Vorgegebener Textauszug:
= = = = =

Mein 1952er^^ (also noch nicht klassisch-antiker) Langenscheidt setzt als Hauptbedeutungen (ich wähle ein bißchen aus)

für ἀρχή (archē)
A. 1. Anfang, Beginn, Ursprung
2. Ursache, Grund, Prinzip
B. Anführung, Oberbefehl, Herrschaft, Amt; Regierung, Behörde, Obrigkeit; Gebiet, Reich, Provinz

für κρατέω (kratéo)
I. stark od. mächtig sein, Macht od. Gewalt haben, Herr sein, herrschen
II. mit Kasus:
1. mit dat.: unter einer Zahl mächtig sein
2. mit gen.: a) stärker oder mächtiger sein, siegen, übertreffen b) Macht od. Gewalt haben, herrschen, beherrschen c) besiegen, sich bemächtigen, erlangen
3. mit acc.: a) bezwingen, überwinden, besiegen b) besitzen, behaupten c) ergreifen, fassen, fest-nehmen, -halten, behalten d) abhalten, hindern

und für κράτος (kratós)

= = = = =

Daten zur Aufgabe:
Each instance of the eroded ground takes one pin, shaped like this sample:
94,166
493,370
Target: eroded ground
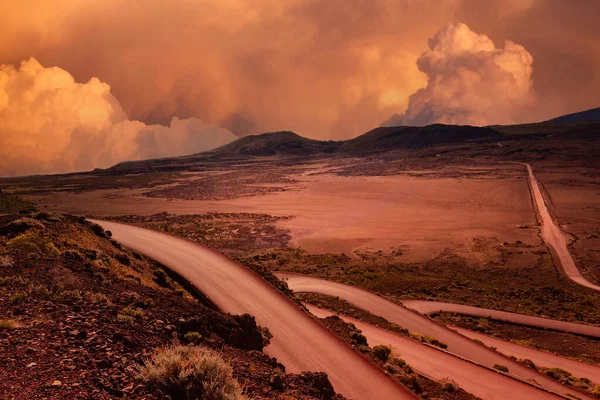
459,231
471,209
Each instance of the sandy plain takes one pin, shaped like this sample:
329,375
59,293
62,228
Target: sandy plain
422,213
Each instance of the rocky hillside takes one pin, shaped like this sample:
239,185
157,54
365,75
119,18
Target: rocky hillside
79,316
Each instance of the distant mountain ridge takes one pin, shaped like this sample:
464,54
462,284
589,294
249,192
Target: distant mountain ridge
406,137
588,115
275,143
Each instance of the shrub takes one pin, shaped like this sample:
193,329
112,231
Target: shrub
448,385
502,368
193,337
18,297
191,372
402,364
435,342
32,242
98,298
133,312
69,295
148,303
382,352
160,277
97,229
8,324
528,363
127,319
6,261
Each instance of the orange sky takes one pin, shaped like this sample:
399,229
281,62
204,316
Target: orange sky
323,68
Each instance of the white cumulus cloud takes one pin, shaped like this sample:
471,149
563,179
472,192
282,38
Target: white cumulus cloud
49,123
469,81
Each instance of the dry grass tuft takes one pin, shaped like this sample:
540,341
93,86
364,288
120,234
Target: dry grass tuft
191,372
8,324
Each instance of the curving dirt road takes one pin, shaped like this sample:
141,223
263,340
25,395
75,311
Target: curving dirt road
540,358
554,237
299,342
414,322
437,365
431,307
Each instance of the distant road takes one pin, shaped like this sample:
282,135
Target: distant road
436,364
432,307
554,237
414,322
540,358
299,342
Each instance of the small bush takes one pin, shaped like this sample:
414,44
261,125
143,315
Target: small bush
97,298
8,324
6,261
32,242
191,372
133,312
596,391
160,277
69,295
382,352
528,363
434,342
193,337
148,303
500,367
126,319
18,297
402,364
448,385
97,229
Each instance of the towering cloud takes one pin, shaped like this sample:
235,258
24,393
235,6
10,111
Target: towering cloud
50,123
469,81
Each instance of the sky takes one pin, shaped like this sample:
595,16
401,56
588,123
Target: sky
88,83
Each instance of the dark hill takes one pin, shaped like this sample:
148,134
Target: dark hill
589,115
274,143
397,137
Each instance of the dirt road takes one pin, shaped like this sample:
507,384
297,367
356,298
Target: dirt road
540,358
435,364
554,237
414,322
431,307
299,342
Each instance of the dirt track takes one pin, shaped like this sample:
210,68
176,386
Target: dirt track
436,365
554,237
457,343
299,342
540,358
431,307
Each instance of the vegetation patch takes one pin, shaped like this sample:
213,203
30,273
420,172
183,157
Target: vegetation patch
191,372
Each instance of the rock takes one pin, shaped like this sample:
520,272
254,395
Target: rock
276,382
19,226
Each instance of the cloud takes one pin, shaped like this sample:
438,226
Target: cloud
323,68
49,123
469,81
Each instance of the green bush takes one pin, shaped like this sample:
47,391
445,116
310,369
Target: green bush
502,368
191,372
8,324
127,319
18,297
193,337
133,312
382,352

= = = = =

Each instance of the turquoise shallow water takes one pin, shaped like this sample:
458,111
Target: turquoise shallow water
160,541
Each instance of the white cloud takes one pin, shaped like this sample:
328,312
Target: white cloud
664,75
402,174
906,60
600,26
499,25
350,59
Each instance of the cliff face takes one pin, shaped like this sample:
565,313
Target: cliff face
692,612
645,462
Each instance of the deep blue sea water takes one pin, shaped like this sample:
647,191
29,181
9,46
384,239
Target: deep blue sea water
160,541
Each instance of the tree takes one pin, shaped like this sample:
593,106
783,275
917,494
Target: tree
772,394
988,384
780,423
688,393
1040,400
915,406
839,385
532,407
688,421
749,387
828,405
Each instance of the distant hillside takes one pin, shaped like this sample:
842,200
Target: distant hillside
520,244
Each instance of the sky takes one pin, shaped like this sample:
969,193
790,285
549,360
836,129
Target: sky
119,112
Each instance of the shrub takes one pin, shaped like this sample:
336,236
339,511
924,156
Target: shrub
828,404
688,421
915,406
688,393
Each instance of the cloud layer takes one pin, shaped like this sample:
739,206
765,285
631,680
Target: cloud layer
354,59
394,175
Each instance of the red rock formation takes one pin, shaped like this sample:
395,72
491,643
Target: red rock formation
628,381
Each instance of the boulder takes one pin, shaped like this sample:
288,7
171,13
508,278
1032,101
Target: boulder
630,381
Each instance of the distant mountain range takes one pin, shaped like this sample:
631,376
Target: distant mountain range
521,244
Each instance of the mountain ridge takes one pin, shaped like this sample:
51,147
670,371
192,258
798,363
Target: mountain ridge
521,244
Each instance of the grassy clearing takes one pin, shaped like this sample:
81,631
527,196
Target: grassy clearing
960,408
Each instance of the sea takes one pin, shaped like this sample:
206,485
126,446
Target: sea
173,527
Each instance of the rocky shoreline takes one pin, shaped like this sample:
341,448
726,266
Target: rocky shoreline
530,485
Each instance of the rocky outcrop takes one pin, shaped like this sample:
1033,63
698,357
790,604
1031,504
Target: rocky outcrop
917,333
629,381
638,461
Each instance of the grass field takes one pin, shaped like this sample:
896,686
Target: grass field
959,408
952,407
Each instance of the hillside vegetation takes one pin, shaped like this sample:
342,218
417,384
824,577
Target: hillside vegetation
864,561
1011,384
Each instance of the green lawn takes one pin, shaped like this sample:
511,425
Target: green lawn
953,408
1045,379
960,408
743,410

= = = = =

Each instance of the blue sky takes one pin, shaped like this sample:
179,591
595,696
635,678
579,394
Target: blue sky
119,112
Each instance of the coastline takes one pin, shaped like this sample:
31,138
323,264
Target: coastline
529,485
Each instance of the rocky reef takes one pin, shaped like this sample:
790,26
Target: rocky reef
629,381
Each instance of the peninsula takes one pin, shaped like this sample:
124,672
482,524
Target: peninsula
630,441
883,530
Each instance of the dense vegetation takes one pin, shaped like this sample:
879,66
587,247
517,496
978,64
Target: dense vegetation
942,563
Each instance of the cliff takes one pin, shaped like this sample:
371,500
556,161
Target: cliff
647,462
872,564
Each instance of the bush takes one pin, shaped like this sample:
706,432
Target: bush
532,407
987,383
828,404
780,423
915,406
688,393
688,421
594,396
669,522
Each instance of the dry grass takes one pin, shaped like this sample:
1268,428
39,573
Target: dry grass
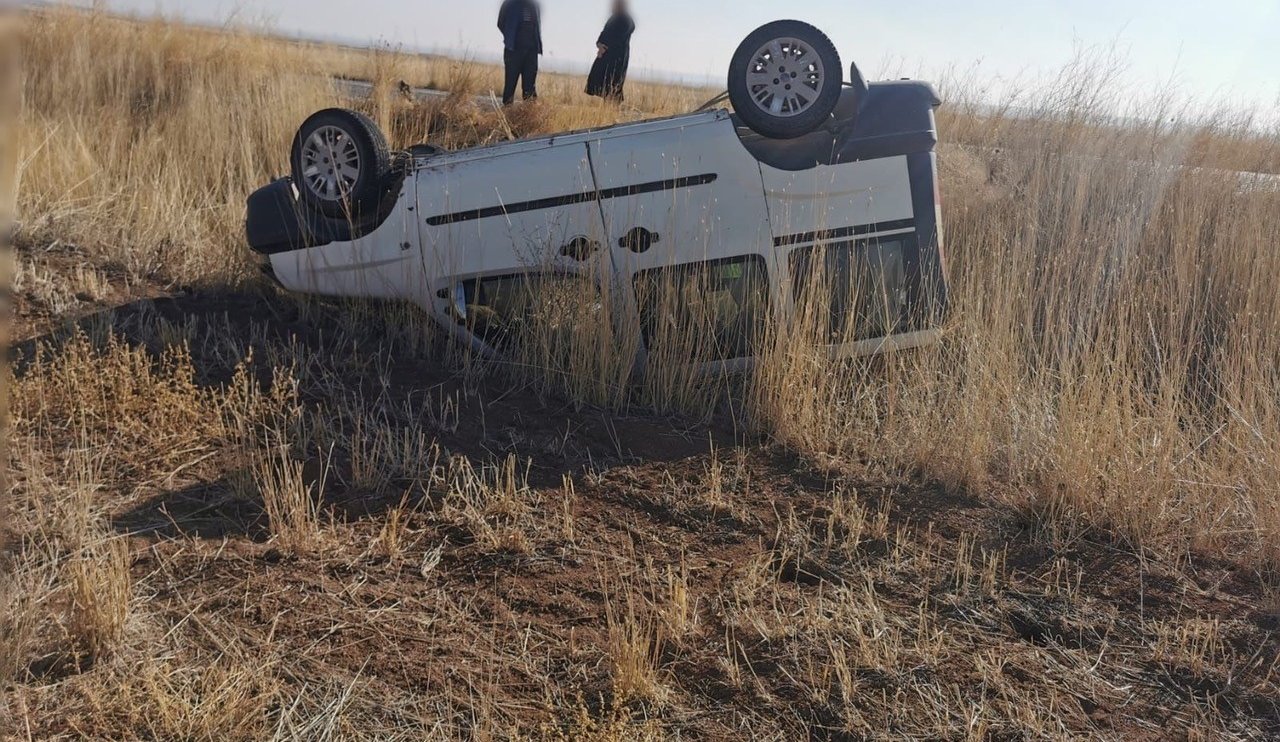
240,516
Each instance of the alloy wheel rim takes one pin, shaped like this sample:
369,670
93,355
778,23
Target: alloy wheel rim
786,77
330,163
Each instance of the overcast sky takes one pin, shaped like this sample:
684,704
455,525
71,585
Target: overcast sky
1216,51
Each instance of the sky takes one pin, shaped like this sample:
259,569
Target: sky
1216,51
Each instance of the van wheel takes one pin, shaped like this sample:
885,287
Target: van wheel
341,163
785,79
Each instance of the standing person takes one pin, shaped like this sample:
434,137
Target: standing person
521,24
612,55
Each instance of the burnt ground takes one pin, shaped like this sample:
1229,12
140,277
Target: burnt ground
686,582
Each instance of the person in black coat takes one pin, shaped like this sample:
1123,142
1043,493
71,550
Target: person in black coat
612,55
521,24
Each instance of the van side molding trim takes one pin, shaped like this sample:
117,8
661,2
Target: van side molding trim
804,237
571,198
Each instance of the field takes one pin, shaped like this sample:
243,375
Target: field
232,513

= = = = =

Aufgabenstellung:
1. Aus welchem Jahr stammt der Langenscheidt, auf den sich der Textauszug über griechische Wörterbucheinträge stützt?
2. Liste alle Zeilen auf, in denen das Wort „burnt“ vorkommt.
Der Textauszug und die Zeilen sind voneinander unabhängiges Material.

Lösungen je Aufgabe:
1. Aus dem Jahr 1952.

2.
Each instance of the burnt ground takes one pin, shaped like this sample:
Target: burnt ground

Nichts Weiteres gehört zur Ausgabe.